Picture annotation entries
......

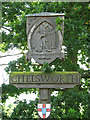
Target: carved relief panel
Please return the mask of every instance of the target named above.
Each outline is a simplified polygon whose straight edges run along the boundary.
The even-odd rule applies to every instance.
[[[34,58],[40,64],[50,63],[58,57],[63,57],[63,53],[61,53],[62,34],[56,30],[53,16],[48,15],[49,13],[47,13],[47,16],[40,16],[39,14],[37,17],[35,16],[35,19],[29,16],[31,18],[27,22],[29,48],[27,57]],[[31,24],[29,24],[30,19],[34,19],[34,21],[31,20]]]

......

EXERCISE BRIEF
Write out every line of the entries above again, requests included but pictures left out, and shift each polygon vertex coordinate in the answers up by 24.

SOLUTION TO THIS PROBLEM
Target: carved relief panel
Please return the mask of every instance of the target named above.
Each outline is a simplified polygon whose straight edges run along the boundary.
The even-odd rule applies to every instance.
[[[58,82],[64,88],[74,87],[82,81],[87,81],[87,77],[85,77],[86,58],[80,54],[77,40],[72,39],[73,37],[71,37],[71,40],[64,40],[63,38],[61,41],[59,40],[59,43],[53,40],[55,42],[51,46],[53,72],[51,81]],[[55,48],[53,48],[54,43],[58,43],[58,45],[55,44]]]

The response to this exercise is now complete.